Tasks for this exercise.
1. Reproduce word for word the part of the abstract on therapist driven protocols from "Results: There were" up to and including "TDP, $311/day - Non-TDP, p < 0.0005).".
2. Answer these questions about the abstract on therapist driven protocols:
(a) How many beds does the hospital where the program began have?
(b) How many patients served as the control group?
(c) What daily protocol charge was reported for the TDP group?

Study text.
1996 OPEN FORUM Abstracts
THERAPIST DRIVEN PROTOCOLS (TDP) - COST BENEFITS AND OUTCOME EQUIVALENCY
Andrew Egol DO, William Joyce RRT, Lisa Colsky RRT, I. Alan Fein MD, Richard Prager MD. Baptist Hospital of Miami, Respiratory Care Services, Miami, FL.
Introduction: TDP has been advocated as a methodology of improving distribution of respiratory therapy by empowering therapists to work within a protocol environment thereby achieving efficiency by minimizing variation in ordering practices. In order for a TDP program to be effective, it must have outcomes at least equal to those prior to the institution of TDP. In addition, demonstrating cost benefit while maintaining equivalent outcomes would be ideal. The purpose of this study was to examine whether such a cost benefit exists.
Methods - A full service TDP program was begun at a 513 bed acute care tertiary community hospital in March, 1995. The TDP program functions as a consultative service with both modality specific and symptom specific protocols. Nine months after beginning the TDP program, records from 90 patients participating in the TDP service were randomly selected. In addition, 89 patients in the same period of time who were receiving respiratory therapy but not participating in the TDP program were randomly selected and served as the control group. Demographics such as age, length of stay (overall hospital and ICU) were compared to determine group equivalency. Billing information was obtained through the hospital's financial database. Financial variables extracted included: Gross billing (total hospital charges), Percent of Gross billing (percent of gross billing attributed to all respiratory care) and Daily protocol charges (daily charges related to items only covered by protocol use). All of the above variables were abstracted and entered into a relational database for analysis. Statistical analysis was then performed by SPSS 7.0. Independent t-test analysis was used to analyze all variables.
Results: There were no differences between the groups in age, or length of stay. These were differences between ICU length of stay (TDP > Non-TDP). These differences (without changes in overall length of stay) likely explains the differences in gross billing between the TDP and Non-TDP groups (TDP - $47,911, Non-TDP - $34,059, p < 0.018). All respiratory care as a percent of gross billing was lower in the TDP group (7.52% - TDP, 14.20% - Non-TDP, p < 0.0005). There was a difference of $116/day between the TDP and Non-TDP daily protocol charges ($195/day - TDP, $311/day - Non-TDP, p < 0.0005).
Conclusions: There is significant decrease in protocol charges between the two groups of $116/day. When extrapolated over the length of stay of 13 days this calculates to a savings of $1508/patient. If 45 new TDP patients are seen/month, this represents a savings of $814,320/year. When the increased TDP costs are factored in, the net savings is equal to $682,960. However, the 45 new patients/months that are seen represents only a 6.5% penetration into the 688 new respiratory patients/month. If there were a TDP penetration of 100%, this savings in respiratory care would increase to over $12,450,048 with a net savings (after an increase of TDP expenses of $2,008,348) of $10,441,700. Based on this data, it appears that TDP is cost-beneficial without negatively impacting outcome. A larger prospective randomized trial would be beneficial to determine if this TDP cost advantage persists with outcome equivalency.

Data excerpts
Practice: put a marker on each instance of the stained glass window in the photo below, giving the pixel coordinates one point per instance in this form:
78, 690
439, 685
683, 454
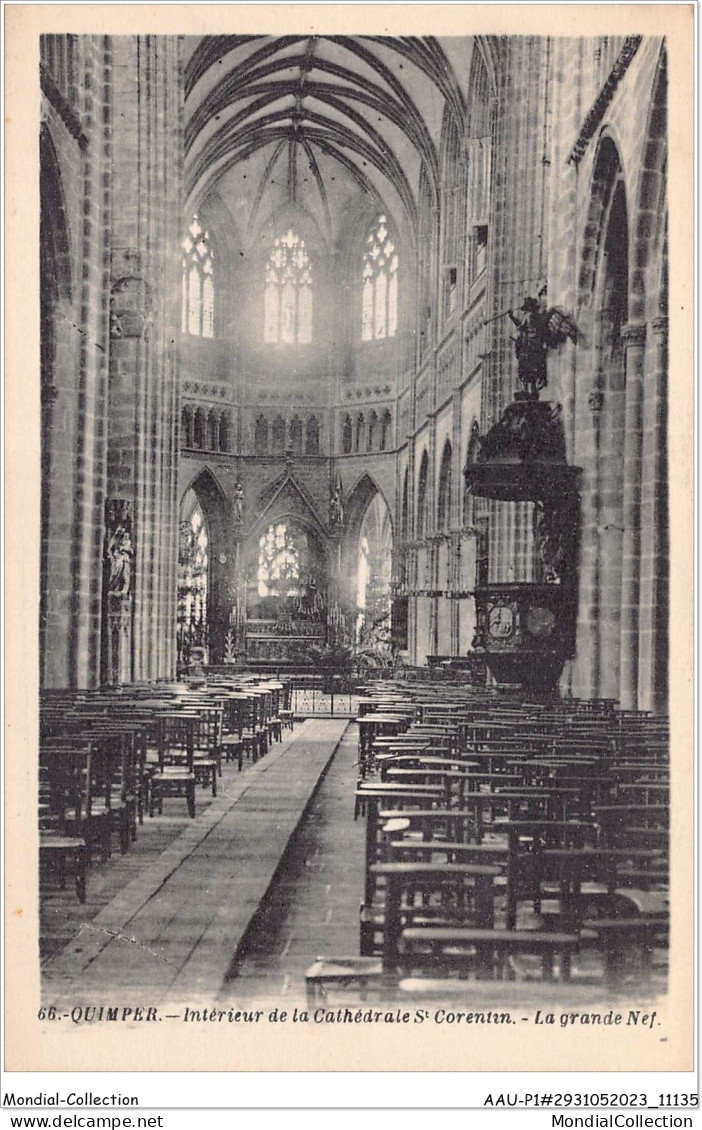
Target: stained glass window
198, 315
278, 572
287, 305
379, 284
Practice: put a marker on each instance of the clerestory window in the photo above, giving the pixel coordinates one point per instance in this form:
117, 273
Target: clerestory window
379, 293
287, 311
198, 315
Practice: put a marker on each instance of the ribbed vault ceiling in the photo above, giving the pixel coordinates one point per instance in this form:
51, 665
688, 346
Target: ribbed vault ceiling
314, 120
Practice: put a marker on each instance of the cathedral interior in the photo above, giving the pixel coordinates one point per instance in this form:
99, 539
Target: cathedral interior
354, 357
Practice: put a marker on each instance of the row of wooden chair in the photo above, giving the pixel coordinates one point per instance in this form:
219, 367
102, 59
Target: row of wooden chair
501, 832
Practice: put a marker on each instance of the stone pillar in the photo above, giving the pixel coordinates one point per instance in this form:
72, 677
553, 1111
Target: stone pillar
587, 672
145, 295
653, 626
634, 345
119, 558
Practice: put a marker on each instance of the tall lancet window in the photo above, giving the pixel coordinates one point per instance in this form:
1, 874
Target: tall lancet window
287, 309
379, 293
198, 283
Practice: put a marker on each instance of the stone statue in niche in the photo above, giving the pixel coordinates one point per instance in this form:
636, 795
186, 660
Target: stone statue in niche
539, 330
239, 504
119, 548
336, 506
120, 554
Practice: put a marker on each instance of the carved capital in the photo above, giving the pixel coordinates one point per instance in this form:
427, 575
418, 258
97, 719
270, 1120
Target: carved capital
633, 333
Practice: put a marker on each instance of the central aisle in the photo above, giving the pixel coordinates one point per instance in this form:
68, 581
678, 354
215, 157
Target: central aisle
312, 906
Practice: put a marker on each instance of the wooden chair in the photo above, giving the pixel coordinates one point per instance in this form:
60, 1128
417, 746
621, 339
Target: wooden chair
174, 775
62, 843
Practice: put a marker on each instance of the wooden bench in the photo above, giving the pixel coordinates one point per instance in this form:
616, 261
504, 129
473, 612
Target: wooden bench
457, 948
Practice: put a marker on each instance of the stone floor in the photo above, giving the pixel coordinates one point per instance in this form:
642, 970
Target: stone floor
312, 906
234, 906
169, 916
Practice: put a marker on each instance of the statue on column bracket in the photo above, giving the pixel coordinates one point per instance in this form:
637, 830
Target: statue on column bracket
119, 554
237, 510
336, 506
539, 330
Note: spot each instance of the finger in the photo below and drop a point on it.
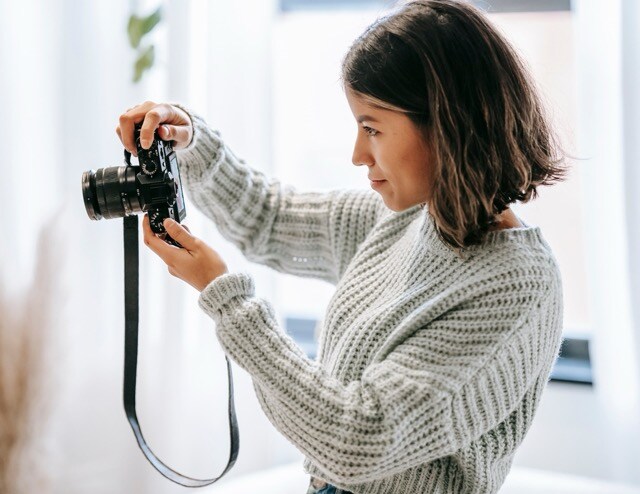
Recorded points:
(157, 245)
(180, 234)
(179, 134)
(127, 123)
(152, 120)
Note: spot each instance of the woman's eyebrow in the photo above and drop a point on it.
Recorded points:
(368, 118)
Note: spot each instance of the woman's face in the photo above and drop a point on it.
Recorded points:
(394, 150)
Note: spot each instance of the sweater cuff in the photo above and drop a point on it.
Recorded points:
(226, 290)
(204, 151)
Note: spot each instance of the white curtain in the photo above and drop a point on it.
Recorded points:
(609, 61)
(66, 76)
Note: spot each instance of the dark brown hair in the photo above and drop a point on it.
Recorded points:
(455, 76)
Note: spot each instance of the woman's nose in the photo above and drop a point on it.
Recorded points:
(361, 155)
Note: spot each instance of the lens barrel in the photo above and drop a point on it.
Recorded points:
(110, 192)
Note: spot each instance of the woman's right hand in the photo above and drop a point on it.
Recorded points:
(173, 124)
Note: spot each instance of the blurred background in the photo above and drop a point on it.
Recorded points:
(266, 74)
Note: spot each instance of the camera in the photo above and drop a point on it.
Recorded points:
(153, 186)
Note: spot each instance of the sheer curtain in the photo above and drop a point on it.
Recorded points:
(609, 60)
(66, 77)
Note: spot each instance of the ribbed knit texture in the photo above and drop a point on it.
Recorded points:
(430, 367)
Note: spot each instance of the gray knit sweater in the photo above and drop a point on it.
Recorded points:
(430, 367)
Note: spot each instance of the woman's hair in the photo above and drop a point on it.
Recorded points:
(455, 76)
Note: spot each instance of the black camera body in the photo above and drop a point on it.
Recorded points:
(153, 186)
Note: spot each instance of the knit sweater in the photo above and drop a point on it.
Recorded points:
(430, 366)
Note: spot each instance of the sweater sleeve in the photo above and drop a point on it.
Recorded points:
(452, 380)
(309, 234)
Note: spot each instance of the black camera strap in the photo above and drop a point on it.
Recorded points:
(131, 361)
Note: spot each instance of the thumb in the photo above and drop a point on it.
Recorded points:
(180, 234)
(179, 134)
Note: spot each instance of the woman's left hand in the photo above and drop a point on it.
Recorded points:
(196, 263)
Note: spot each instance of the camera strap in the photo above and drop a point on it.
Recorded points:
(131, 309)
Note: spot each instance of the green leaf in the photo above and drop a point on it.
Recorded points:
(144, 62)
(139, 26)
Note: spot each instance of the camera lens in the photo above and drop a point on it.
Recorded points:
(110, 192)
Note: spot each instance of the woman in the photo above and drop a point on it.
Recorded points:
(447, 315)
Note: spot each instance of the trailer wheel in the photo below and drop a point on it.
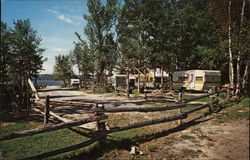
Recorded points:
(183, 89)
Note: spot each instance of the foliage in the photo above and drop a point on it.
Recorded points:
(63, 69)
(20, 58)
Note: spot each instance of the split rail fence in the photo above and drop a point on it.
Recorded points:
(102, 129)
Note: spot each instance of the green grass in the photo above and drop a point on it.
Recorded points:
(191, 153)
(152, 147)
(39, 143)
(98, 90)
(235, 112)
(184, 136)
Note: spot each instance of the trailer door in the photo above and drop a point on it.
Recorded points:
(191, 81)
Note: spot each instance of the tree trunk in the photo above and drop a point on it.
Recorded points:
(145, 83)
(245, 77)
(238, 86)
(138, 82)
(162, 78)
(154, 79)
(231, 69)
(127, 83)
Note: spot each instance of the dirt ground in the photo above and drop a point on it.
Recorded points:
(207, 140)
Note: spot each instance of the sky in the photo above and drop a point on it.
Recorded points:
(55, 21)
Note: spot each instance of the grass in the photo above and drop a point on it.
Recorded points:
(184, 136)
(40, 143)
(98, 90)
(152, 147)
(36, 144)
(191, 153)
(235, 112)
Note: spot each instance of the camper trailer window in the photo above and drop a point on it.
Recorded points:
(182, 79)
(199, 78)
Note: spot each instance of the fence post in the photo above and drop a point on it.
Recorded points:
(211, 100)
(98, 125)
(180, 109)
(46, 110)
(229, 92)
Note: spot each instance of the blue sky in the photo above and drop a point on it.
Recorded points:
(56, 21)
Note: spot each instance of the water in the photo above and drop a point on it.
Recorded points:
(49, 82)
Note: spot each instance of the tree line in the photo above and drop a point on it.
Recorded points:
(136, 35)
(20, 58)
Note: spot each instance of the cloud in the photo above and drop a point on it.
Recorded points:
(59, 49)
(66, 18)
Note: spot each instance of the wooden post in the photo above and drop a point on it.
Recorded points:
(98, 126)
(211, 100)
(27, 105)
(228, 92)
(46, 110)
(180, 109)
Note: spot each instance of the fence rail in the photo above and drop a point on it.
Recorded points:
(100, 110)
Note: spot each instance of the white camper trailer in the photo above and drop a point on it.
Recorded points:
(198, 80)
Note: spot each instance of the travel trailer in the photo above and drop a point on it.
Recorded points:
(74, 82)
(197, 80)
(152, 77)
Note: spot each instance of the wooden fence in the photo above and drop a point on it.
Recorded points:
(99, 111)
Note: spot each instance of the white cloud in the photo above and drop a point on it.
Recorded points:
(66, 18)
(59, 49)
(48, 68)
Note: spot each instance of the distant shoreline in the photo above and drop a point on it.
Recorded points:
(49, 82)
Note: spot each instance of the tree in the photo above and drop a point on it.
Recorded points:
(21, 57)
(83, 57)
(5, 57)
(99, 33)
(63, 69)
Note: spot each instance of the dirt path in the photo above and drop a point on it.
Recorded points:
(56, 92)
(217, 141)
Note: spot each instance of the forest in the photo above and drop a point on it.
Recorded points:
(133, 36)
(136, 35)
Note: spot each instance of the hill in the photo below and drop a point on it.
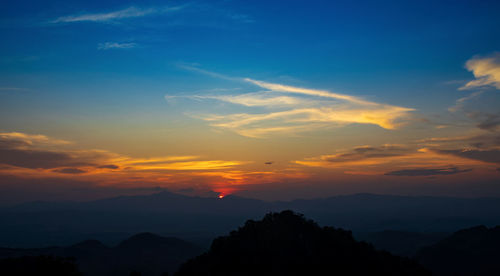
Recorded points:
(148, 253)
(287, 244)
(473, 251)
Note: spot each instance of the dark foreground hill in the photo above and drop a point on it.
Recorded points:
(148, 253)
(287, 244)
(200, 219)
(473, 251)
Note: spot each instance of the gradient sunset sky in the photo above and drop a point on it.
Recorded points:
(264, 99)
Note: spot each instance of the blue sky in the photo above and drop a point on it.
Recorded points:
(144, 73)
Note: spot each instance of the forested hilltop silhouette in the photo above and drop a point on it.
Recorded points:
(286, 243)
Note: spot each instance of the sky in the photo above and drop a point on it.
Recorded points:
(273, 100)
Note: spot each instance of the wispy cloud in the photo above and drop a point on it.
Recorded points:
(129, 12)
(39, 152)
(486, 70)
(427, 172)
(460, 103)
(292, 109)
(115, 45)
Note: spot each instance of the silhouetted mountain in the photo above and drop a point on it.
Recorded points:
(287, 244)
(473, 251)
(148, 253)
(38, 265)
(401, 243)
(200, 219)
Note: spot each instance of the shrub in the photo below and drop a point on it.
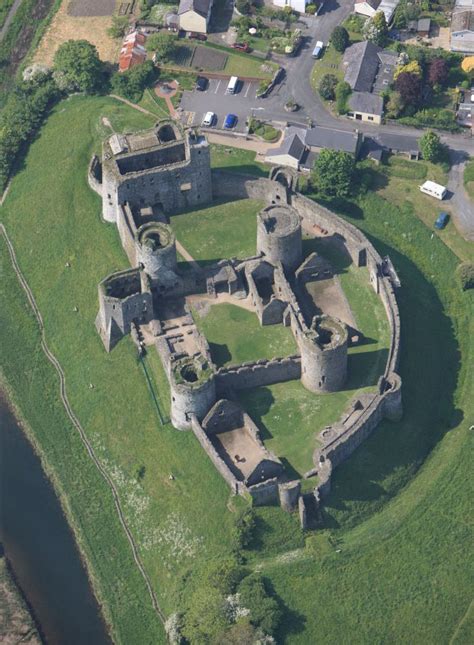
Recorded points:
(465, 273)
(264, 610)
(334, 171)
(327, 87)
(343, 91)
(340, 39)
(77, 67)
(431, 146)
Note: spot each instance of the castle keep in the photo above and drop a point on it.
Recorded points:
(145, 176)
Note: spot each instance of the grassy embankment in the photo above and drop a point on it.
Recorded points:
(469, 178)
(402, 574)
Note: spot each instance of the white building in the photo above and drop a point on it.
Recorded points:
(296, 5)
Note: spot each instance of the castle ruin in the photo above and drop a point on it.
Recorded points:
(146, 176)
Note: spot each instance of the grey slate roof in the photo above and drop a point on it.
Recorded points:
(199, 6)
(366, 102)
(361, 63)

Responses to the tasks.
1.
Results: There were no differences between the groups in age, or length of stay. These were differences between ICU length of stay (TDP > Non-TDP). These differences (without changes in overall length of stay) likely explains the differences in gross billing between the TDP and Non-TDP groups (TDP - $47,911, Non-TDP - $34,059, p < 0.018). All respiratory care as a percent of gross billing was lower in the TDP group (7.52% - TDP, 14.20% - Non-TDP, p < 0.0005). There was a difference of $116/day between the TDP and Non-TDP daily protocol charges ($195/day - TDP, $311/day - Non-TDP, p < 0.0005).

2.
(a) 513 beds
(b) 89 patients
(c) $195/day